| DOCUMENT TEXT |
PapaJohn's Newsletter #47 - April 2, 2005

Movie Maker 2 and Photo Story


About Audio
Half of our story and movie viewing experience is about what we hear and not see... the sounds recorded with the video clips (on the Audio track), and the added narrations, sound effects and background music (on the Audio/Music track). If things are too quiet, I'll add a 'background ambient sound' clip just to make it more like the real world, where you hardly ever hear pure silence.
MM2 Audio Tracks

Let's take a fairly broad look at:
It'll be a slice of audio info without getting too technical.
... before doing it, here are some notes about current items...

The WinDV utility has proven to be great for getting digital video files into your computer from a digital camcorder, and back to the camcorder from a saved movie in DV-AVI format... someone asked how to tweak it such that the captured file was one large one, as opposed to a number of small ones. I explored it a bit... and Rehan provided the key.
The Config screen of WinDV has an entry for 'Discontinuity threshold' (sec.), originally set to "1", which results in each scene (based on timecode) being a new file. By changing it to "0", the captured file keeps growing until the size of the Max. AVI size in frames is reached. Set it to 115000 frames for NTSC and 95830 frames for PAL... to get a 63-1/3 minute capture, the normal recording duration of a digital video tape. 
One thing I like about WinDV is feedback about dropped frames... I typically don't have any, but it's comforting to know a file is good without having to watch it fully or bump into an issue when editing.

I tried capturing from my Sony digital camcorder directly into a WMV high-definition profile... 1280x720 pixels, using the Windows Media Encoder for the capture session.
The capture went well... I had Movie Maker and a few other apps running at the same time as the capture, with no adverse effects.
Capturing from a digital camcorder to a WMV file is a 2 step process. First the captured file goes into a temporary DV-AVI file, followed by the rendering of the WMV from the DV-AVI.
The temporary DV-AVI file has to be built in real time as the data streams into the firewire connection. That part took all of 2 minutes, the duration of my test clip. But the rest of the process, the rendering of the high definition WMV file from the temporary file took another 2-1/2 hours (on my 2.4 GHz laptop).
I did a second test with a one minute clip to see if the time needed correlates to the video duration, and sighed a bit of relief when I found it wasn't. It seems there's a needed 2 hour period for it do something, but double the duration doesn't need twice the time.
The sample looks and sounds great!!! even though my camcorder doesn't shoot in high definition... I'll be following this up to see if a normal capture to DV-AVI, followed by Movie Maker rendering it to a comparable high-definition video... will one way clearly out-perform the other??
.... on to the main topic

Audio Sources
Let's first go through the audio files that come into your computer from another source. We'll follow those with ones captured or generated by Movie Maker and Photo Story.

| EXCERPTED RECORDS |
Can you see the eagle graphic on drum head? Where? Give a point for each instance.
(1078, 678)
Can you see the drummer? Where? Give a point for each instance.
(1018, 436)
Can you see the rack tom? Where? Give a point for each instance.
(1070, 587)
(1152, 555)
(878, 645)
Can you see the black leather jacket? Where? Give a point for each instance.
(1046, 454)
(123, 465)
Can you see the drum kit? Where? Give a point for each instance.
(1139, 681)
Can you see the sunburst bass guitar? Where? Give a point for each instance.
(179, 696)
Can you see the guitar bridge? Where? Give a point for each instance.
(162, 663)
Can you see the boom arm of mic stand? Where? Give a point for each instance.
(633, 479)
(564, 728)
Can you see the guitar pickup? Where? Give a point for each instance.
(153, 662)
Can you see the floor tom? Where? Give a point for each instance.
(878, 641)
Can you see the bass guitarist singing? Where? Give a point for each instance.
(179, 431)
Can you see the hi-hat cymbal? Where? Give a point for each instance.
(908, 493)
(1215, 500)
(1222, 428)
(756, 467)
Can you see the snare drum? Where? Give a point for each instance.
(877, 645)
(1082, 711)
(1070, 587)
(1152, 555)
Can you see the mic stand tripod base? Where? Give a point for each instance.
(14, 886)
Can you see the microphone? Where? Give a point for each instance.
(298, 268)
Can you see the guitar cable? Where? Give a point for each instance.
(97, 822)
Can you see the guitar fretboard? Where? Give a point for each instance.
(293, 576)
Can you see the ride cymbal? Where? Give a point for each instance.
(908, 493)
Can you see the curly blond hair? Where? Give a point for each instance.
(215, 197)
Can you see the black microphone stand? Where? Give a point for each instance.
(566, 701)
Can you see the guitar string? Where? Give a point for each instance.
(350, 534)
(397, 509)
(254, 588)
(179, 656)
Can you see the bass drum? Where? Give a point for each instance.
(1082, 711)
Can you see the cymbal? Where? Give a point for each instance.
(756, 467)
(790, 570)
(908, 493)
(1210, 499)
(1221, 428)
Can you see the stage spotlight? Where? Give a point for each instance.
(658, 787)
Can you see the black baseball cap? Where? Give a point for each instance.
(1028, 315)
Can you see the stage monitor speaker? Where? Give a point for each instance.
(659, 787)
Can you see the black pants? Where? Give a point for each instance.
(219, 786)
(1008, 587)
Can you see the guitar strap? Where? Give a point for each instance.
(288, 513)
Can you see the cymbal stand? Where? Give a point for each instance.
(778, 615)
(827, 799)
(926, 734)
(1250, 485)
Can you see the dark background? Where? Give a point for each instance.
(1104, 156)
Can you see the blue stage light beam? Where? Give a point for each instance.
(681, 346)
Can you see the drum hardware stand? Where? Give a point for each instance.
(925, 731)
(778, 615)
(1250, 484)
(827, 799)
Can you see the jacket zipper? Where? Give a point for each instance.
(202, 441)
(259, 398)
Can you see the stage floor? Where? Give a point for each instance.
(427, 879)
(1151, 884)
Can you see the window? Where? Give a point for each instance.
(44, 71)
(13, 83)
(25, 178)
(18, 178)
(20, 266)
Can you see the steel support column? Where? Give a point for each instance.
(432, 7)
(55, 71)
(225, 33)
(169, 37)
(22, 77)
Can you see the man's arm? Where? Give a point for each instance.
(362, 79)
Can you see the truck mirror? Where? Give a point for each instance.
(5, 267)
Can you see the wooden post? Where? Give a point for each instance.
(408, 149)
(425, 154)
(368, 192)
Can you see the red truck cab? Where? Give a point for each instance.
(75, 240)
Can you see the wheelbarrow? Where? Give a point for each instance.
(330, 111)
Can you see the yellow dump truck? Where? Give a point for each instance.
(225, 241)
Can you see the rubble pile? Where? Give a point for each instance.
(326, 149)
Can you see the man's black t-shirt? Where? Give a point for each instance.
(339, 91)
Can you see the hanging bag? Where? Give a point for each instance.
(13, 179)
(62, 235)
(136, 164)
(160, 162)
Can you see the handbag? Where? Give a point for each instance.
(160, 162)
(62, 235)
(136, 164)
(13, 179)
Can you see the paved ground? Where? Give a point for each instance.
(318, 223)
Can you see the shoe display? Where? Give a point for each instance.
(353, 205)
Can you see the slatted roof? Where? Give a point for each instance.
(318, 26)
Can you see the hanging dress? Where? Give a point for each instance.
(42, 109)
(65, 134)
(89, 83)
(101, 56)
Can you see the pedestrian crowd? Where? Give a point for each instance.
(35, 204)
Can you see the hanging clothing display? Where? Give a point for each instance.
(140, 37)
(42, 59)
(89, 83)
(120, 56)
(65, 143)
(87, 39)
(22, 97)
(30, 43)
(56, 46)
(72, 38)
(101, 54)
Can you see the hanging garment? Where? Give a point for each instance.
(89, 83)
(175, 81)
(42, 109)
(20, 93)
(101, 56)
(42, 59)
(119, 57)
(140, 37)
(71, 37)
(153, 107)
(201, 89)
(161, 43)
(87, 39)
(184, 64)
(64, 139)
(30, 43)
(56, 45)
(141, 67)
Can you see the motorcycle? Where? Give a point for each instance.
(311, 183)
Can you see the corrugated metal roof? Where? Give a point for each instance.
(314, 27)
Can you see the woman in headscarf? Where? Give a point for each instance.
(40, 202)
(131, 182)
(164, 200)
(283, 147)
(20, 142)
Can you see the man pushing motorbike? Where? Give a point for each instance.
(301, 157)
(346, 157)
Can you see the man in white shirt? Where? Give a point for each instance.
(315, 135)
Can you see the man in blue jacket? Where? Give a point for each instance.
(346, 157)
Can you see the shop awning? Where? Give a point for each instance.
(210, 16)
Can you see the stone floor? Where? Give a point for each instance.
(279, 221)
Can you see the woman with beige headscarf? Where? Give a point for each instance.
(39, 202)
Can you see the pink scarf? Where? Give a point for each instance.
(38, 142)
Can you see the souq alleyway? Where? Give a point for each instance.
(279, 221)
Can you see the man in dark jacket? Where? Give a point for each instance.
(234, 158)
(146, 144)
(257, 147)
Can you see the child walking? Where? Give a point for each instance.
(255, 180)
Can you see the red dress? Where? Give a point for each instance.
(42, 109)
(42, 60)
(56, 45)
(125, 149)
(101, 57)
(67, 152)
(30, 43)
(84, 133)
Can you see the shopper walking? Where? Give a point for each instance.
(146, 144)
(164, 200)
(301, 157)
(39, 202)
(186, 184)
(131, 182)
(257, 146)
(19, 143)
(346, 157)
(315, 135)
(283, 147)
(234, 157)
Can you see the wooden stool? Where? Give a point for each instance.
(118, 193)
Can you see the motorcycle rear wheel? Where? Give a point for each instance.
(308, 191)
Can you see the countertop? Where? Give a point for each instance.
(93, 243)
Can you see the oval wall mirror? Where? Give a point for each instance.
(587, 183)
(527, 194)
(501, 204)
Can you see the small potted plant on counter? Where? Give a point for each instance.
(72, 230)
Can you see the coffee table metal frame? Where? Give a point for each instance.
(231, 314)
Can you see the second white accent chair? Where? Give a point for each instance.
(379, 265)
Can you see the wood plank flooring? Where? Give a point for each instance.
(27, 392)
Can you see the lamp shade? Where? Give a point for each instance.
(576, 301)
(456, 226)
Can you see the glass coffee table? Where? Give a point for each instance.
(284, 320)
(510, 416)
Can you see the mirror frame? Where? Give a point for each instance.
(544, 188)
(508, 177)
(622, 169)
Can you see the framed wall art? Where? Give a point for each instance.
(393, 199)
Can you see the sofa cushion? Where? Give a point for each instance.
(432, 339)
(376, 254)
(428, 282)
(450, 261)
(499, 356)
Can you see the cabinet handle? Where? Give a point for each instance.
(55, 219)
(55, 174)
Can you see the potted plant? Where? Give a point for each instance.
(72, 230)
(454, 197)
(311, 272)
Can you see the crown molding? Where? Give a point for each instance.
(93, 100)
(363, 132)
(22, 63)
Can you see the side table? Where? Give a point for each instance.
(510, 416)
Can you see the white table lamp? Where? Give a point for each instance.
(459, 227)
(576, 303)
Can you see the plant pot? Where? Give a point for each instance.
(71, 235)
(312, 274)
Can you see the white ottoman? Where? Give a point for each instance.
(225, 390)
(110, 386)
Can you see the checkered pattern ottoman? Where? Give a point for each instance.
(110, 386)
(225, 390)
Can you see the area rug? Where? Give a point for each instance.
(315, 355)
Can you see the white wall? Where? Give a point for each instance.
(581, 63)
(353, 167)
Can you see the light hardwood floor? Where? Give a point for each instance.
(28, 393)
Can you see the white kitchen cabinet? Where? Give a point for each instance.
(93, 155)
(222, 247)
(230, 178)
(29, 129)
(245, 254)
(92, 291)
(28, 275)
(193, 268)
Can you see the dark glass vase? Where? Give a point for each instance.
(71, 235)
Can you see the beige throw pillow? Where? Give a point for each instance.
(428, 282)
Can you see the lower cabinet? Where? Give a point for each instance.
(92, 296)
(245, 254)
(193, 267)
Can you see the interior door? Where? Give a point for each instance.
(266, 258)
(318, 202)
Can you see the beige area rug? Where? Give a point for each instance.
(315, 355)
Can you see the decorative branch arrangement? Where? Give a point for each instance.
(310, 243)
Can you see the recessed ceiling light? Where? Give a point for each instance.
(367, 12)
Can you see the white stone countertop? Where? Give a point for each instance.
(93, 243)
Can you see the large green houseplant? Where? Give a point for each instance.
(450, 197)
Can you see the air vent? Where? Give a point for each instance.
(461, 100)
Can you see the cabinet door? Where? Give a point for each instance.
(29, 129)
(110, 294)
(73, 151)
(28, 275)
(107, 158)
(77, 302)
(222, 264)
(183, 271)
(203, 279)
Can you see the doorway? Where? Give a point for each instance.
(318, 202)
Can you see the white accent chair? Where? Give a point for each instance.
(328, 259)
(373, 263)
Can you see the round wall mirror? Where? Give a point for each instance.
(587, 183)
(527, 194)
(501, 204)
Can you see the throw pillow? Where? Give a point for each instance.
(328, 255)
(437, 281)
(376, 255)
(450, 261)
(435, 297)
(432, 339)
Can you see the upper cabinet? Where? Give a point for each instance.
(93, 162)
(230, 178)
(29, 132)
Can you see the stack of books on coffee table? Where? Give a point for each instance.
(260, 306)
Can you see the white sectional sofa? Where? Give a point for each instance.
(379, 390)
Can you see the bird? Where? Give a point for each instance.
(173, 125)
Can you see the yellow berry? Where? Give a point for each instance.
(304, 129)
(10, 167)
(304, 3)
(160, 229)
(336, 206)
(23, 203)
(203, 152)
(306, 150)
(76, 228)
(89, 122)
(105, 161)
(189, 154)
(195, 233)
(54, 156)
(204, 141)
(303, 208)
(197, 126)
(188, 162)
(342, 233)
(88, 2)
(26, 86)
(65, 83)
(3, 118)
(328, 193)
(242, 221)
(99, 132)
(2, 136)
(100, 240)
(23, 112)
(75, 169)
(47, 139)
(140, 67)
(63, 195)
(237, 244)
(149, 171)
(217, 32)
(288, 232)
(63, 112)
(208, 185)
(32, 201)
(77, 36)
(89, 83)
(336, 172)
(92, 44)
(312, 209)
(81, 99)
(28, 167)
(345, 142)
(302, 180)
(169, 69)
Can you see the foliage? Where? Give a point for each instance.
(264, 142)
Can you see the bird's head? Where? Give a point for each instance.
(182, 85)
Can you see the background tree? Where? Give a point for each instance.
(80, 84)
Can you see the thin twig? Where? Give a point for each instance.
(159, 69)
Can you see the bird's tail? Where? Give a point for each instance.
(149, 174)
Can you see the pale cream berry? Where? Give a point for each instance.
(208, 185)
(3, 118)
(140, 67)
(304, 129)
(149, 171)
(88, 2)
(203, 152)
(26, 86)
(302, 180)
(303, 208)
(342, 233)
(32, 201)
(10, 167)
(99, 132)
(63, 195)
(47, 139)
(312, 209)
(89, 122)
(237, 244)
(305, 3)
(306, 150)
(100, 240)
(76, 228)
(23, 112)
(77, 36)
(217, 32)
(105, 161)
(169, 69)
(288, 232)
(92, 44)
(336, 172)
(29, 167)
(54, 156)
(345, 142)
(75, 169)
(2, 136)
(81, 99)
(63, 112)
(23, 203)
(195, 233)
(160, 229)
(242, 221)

| AIM 1 |
According to the newsletter, what should the maximum AVI size in frames be set to in WinDV for PAL?
| AIM 2 |
Format the stretch of the listing from the line containing "Can you see the thin" through the end of the listing as a Markdown table with the columns n and Line, giving each line its row number and leaving out blank lines.

| EXERCISE ANSWER 1 |
95830 frames

| EXERCISE ANSWER 2 |
| n | Line |
|---|---|
| 1 | Can you see the thin twig? Where? Give a point for each instance. |
| 2 | (159, 69) |
| 3 | Can you see the bird's tail? Where? Give a point for each instance. |
| 4 | (149, 174) |
| 5 | Can you see the pale cream berry? Where? Give a point for each instance. |
| 6 | (208, 185) |
| 7 | (3, 118) |
| 8 | (140, 67) |
| 9 | (304, 129) |
| 10 | (149, 171) |
| 11 | (88, 2) |
| 12 | (203, 152) |
| 13 | (26, 86) |
| 14 | (302, 180) |
| 15 | (303, 208) |
| 16 | (342, 233) |
| 17 | (32, 201) |
| 18 | (10, 167) |
| 19 | (99, 132) |
| 20 | (63, 195) |
| 21 | (47, 139) |
| 22 | (312, 209) |
| 23 | (89, 122) |
| 24 | (237, 244) |
| 25 | (305, 3) |
| 26 | (306, 150) |
| 27 | (100, 240) |
| 28 | (76, 228) |
| 29 | (23, 112) |
| 30 | (77, 36) |
| 31 | (217, 32) |
| 32 | (105, 161) |
| 33 | (169, 69) |
| 34 | (288, 232) |
| 35 | (92, 44) |
| 36 | (336, 172) |
| 37 | (29, 167) |
| 38 | (54, 156) |
| 39 | (345, 142) |
| 40 | (75, 169) |
| 41 | (2, 136) |
| 42 | (81, 99) |
| 43 | (63, 112) |
| 44 | (23, 203) |
| 45 | (195, 233) |
| 46 | (160, 229) |
| 47 | (242, 221) |